# WORK TO COMPLETE
Make an exact copy of each entry, leaving out every picture.

[Image-grounded pointing data]
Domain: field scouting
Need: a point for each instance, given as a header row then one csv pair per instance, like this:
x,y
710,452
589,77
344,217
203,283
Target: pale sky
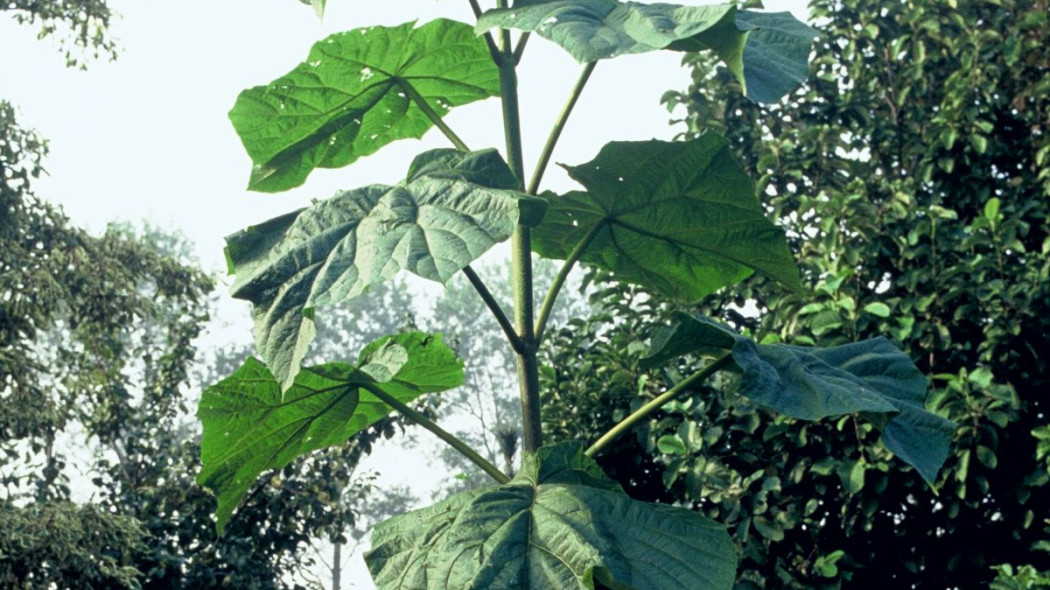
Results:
x,y
147,137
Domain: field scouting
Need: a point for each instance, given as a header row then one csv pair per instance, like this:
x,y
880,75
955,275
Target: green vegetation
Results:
x,y
680,218
911,175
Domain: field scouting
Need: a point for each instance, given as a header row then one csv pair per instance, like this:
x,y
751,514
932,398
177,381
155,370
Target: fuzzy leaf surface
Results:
x,y
767,51
453,208
353,96
548,529
250,427
680,217
872,377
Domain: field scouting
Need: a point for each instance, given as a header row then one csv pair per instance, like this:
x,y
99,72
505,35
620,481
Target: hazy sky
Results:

# SOLVED EXERCISE
Domain: field scouting
Need: a point for each instance, given as a header row then one csv pair per instance, like this:
x,y
710,452
589,77
344,217
203,283
Target: pale sky
Results:
x,y
147,137
Domain: field scouting
Need: a point for each instance, given as a header row then one csv pair per instance, like this:
x,y
880,75
955,275
Target: green vegetation
Results:
x,y
680,218
911,175
Domain: field scouting
Need: a point for each instance, given as a header row then one csv pair per instance, like this:
x,y
751,514
932,398
177,381
155,370
Target: fuzzy leaf surface
Results:
x,y
767,51
453,208
353,96
548,529
250,427
680,217
872,377
Domain: field scouting
Need: a point for each instance, given as a header row then one csv pair per instance, like this:
x,y
99,72
505,35
620,481
Target: hazy sky
Results:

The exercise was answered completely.